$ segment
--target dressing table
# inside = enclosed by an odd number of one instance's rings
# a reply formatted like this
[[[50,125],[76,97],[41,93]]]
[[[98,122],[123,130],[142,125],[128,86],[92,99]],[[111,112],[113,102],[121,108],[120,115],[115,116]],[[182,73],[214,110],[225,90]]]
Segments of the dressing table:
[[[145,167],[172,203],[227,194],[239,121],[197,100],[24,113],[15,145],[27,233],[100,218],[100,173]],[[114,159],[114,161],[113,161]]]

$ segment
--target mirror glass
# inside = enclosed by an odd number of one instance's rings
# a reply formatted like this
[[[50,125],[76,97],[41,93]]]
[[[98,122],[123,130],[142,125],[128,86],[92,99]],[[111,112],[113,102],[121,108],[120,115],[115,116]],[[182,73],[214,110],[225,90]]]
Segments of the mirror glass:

..............................

• Problem to work on: Copy the material above verbatim.

• Full answer:
$ segment
--target dressing table
# inside = enclosed by an odd number of one instance's rings
# a reply formatted like this
[[[50,125],[76,97],[41,93]]]
[[[98,122],[123,130],[142,125],[128,86],[92,99]],[[111,112],[113,102],[121,108],[120,115],[115,116]],[[182,73],[214,110],[225,90]]]
Segments of the dressing table:
[[[145,167],[172,203],[227,194],[239,121],[197,100],[24,113],[15,145],[27,233],[100,218],[100,173]],[[114,159],[114,161],[113,161]]]

$ segment
--target mirror glass
# inside = enclosed by an odd number of one instance's rings
# a reply formatted like this
[[[50,125],[76,97],[41,93]]]
[[[98,122],[123,130],[142,125],[128,86],[92,99]],[[111,112],[113,102],[121,108],[120,115],[115,116]],[[182,73],[214,110],[225,90]]]
Segments of the mirror glass:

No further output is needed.